Transcribe each of the records below exactly, excluding all pictures.

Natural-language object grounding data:

[Start of Attachment]

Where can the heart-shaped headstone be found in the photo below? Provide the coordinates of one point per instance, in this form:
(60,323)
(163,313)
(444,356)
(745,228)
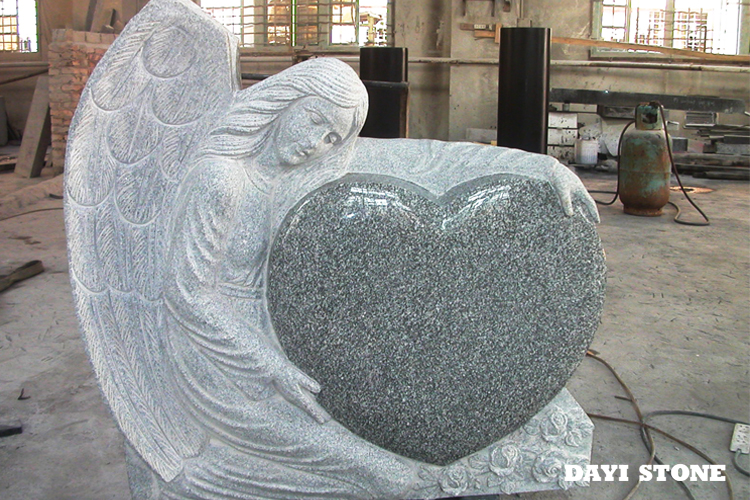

[End of Attachment]

**SOLUTION TO THIS PROBLEM:**
Where can the heart-shaped headstone be found in the photo below? Provide the coordinates of one point per instance, in this form:
(60,323)
(163,313)
(444,356)
(745,228)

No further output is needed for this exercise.